Transcribe every entry word for word, but drop the pictures.

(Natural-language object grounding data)
━━━━━━━━

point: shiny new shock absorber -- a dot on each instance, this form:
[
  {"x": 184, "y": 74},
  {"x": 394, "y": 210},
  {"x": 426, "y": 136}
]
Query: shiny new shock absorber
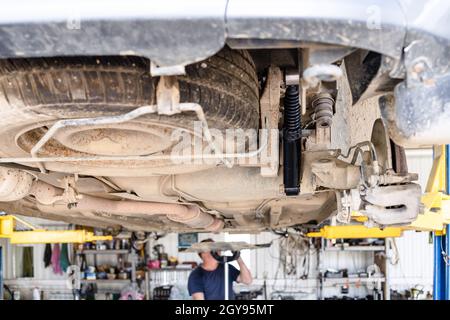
[{"x": 292, "y": 141}]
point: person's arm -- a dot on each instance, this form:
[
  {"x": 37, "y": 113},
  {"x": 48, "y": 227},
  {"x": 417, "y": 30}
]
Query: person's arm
[
  {"x": 245, "y": 275},
  {"x": 198, "y": 296}
]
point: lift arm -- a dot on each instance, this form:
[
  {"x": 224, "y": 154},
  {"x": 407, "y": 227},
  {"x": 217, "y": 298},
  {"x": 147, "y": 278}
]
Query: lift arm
[
  {"x": 35, "y": 236},
  {"x": 435, "y": 217}
]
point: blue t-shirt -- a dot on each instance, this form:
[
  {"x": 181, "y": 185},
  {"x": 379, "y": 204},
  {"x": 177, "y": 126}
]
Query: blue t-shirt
[{"x": 211, "y": 283}]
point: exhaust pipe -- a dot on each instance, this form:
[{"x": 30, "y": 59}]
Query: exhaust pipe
[
  {"x": 17, "y": 184},
  {"x": 189, "y": 215}
]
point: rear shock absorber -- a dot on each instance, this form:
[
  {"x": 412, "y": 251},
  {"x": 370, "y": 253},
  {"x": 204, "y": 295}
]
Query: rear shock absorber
[{"x": 291, "y": 141}]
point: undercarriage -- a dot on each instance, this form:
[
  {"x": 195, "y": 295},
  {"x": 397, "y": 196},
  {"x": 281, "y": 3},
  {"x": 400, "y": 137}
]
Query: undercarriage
[{"x": 240, "y": 143}]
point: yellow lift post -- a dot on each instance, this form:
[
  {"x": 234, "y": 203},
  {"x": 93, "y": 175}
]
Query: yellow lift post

━━━━━━━━

» Reply to the task:
point: shiny new shock absorber -- a dot on each instance, this form:
[
  {"x": 184, "y": 74},
  {"x": 394, "y": 210},
  {"x": 426, "y": 136}
]
Query: shiny new shock absorber
[{"x": 292, "y": 141}]
point: person's arm -- a dot on each instance, this form:
[
  {"x": 37, "y": 113},
  {"x": 48, "y": 227},
  {"x": 417, "y": 30}
]
Query: person's arm
[
  {"x": 245, "y": 275},
  {"x": 198, "y": 296}
]
point: lift arm -- a dot on each instance, this form:
[
  {"x": 224, "y": 154},
  {"x": 407, "y": 227},
  {"x": 217, "y": 298},
  {"x": 147, "y": 278}
]
Query: lift arm
[
  {"x": 35, "y": 236},
  {"x": 435, "y": 217}
]
point: blue t-shirt -- a dot on each instance, this form:
[
  {"x": 181, "y": 185},
  {"x": 379, "y": 204},
  {"x": 177, "y": 126}
]
Query: blue t-shirt
[{"x": 211, "y": 283}]
point: exhaust pipe -- a dot on each instance, this form:
[{"x": 30, "y": 59}]
Query: exhaust pipe
[
  {"x": 17, "y": 184},
  {"x": 189, "y": 215}
]
point: rear shock absorber -- a dot on each instance, this form:
[
  {"x": 412, "y": 251},
  {"x": 370, "y": 253},
  {"x": 204, "y": 295}
]
Query: rear shock absorber
[{"x": 291, "y": 141}]
point: undercarriage -- a dot on each instance, this form:
[
  {"x": 195, "y": 295},
  {"x": 397, "y": 196},
  {"x": 281, "y": 3},
  {"x": 400, "y": 137}
]
Query: undercarriage
[{"x": 240, "y": 143}]
point: yellow lift post -- a dot on each instance, this form:
[
  {"x": 234, "y": 203},
  {"x": 93, "y": 175}
]
Query: yellow lift post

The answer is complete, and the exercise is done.